>> Begin RECORDS
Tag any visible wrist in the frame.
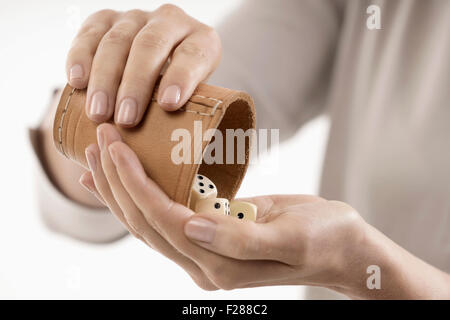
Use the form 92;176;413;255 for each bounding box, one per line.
330;215;374;297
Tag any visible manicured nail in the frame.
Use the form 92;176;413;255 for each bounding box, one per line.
85;149;97;172
117;98;137;124
108;145;117;166
160;85;181;104
184;217;216;243
69;64;84;80
89;91;108;116
78;176;94;193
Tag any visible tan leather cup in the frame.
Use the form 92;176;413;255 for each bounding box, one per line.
53;84;255;206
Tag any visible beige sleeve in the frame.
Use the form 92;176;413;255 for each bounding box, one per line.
209;0;340;139
29;129;128;243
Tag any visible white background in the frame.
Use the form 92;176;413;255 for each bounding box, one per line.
>> End RECORDS
**EXERCISE**
Copy all of the material above word for word, but leave out the picture.

**COMPLETE OUTPUT**
Tag any visible wrist in the frame.
Use the form 92;176;413;255 for each bounding box, one per line.
330;215;374;297
Tag any visible manicured nail in the frame.
Use the form 92;176;413;255 for each bounding box, one per line.
85;149;97;172
117;98;137;124
108;145;117;166
160;85;181;104
184;217;216;243
69;64;84;80
89;91;108;116
78;176;94;193
Tag any visible tan leather cup in the frame.
Use the form 92;176;413;255 for each bounding box, one per line.
53;84;255;206
Tag any visible beige sleeve in the frame.
Use the form 92;176;413;255 for each bounding box, one per line.
209;0;340;139
29;129;128;243
Tag any visible white background in the frame.
Use the form 92;176;413;255 for each bounding box, one per line.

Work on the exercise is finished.